What the task asks: Output the entire listing below word for word, leaving out the pictures.

Data for the task:
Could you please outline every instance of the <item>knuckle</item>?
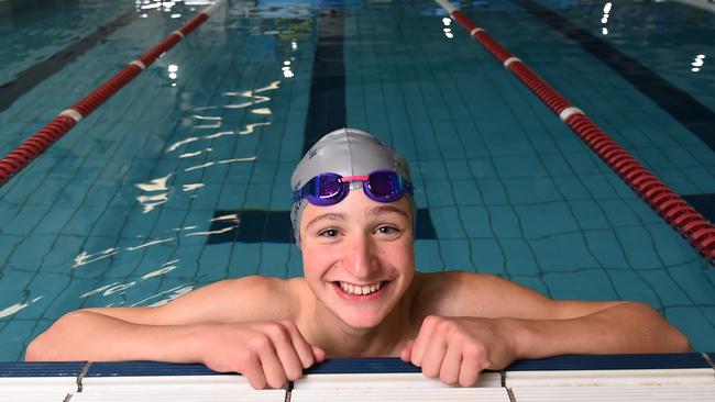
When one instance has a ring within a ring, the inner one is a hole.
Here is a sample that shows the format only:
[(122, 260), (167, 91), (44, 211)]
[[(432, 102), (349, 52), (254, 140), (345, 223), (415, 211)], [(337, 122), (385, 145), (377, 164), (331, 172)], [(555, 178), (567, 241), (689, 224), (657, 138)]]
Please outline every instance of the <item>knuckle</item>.
[(425, 366), (422, 367), (422, 375), (427, 378), (437, 378), (437, 376), (439, 376), (439, 369), (431, 366)]
[(283, 388), (286, 384), (286, 377), (284, 376), (274, 376), (268, 379), (268, 387), (277, 389)]
[(486, 349), (482, 344), (468, 344), (464, 345), (462, 354), (468, 359), (482, 360), (486, 356)]
[(476, 383), (477, 375), (466, 375), (460, 378), (460, 386), (472, 387)]
[(300, 377), (302, 377), (302, 370), (297, 367), (292, 367), (288, 370), (286, 370), (286, 377), (288, 378), (288, 380), (295, 381)]
[(268, 335), (266, 335), (266, 334), (257, 334), (253, 338), (253, 345), (258, 350), (265, 350), (265, 349), (268, 349), (268, 348), (273, 347), (273, 343), (271, 342), (271, 337), (268, 337)]
[(440, 320), (441, 320), (441, 317), (439, 315), (428, 315), (422, 321), (422, 324), (427, 325), (427, 326), (430, 326), (430, 325), (437, 324)]
[(441, 372), (439, 376), (439, 380), (442, 381), (443, 383), (448, 386), (454, 386), (457, 384), (457, 376), (447, 373), (447, 372)]

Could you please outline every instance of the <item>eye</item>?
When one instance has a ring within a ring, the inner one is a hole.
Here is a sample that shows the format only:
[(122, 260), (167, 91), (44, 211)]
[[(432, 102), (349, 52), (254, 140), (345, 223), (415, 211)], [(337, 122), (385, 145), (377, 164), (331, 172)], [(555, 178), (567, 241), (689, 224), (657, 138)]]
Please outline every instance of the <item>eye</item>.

Solution to the problem:
Could you please outline every instance of the <item>knuckle</item>?
When one instance has a ring within a ring, the inner one is a hole.
Here is a sample that shows the format only:
[(122, 260), (167, 91), (44, 211)]
[[(432, 102), (349, 52), (254, 140), (345, 223), (415, 211)], [(337, 122), (385, 145), (377, 164), (331, 172)], [(555, 178), (567, 241), (689, 224), (657, 138)]]
Please outline every instance of the <item>knuckle</item>.
[(425, 366), (422, 367), (422, 375), (427, 378), (437, 378), (437, 376), (439, 376), (439, 369), (431, 366)]
[(283, 388), (286, 384), (286, 377), (284, 376), (274, 376), (268, 379), (268, 387), (277, 389)]
[(486, 349), (482, 344), (468, 344), (464, 345), (462, 354), (468, 359), (482, 360), (486, 356)]
[(476, 383), (477, 375), (466, 375), (460, 378), (460, 386), (472, 387)]
[(300, 377), (302, 377), (302, 370), (297, 367), (292, 367), (288, 370), (286, 370), (286, 377), (288, 378), (288, 380), (295, 381)]
[(268, 335), (266, 335), (266, 334), (257, 334), (253, 338), (253, 345), (258, 350), (265, 350), (265, 349), (268, 349), (268, 348), (273, 347), (273, 343), (271, 342), (271, 337), (268, 337)]
[(440, 320), (441, 320), (441, 317), (439, 315), (428, 315), (422, 321), (422, 324), (427, 325), (427, 326), (430, 326), (430, 325), (437, 324)]
[(441, 372), (439, 376), (439, 380), (442, 381), (443, 383), (448, 386), (454, 386), (457, 384), (457, 376), (447, 373), (447, 372)]

Could you please outline every instance of the <item>eye</item>?
When one instance has a ring within a ring, the inner one is a hole.
Here is a sample that shows the format only:
[(122, 260), (167, 91), (44, 211)]
[[(432, 102), (349, 52), (254, 140), (345, 223), (415, 211)], [(337, 122), (385, 145), (377, 164), (331, 172)], [(555, 178), (567, 241), (689, 224), (657, 138)]]
Please outline every instance of the <item>eye</item>.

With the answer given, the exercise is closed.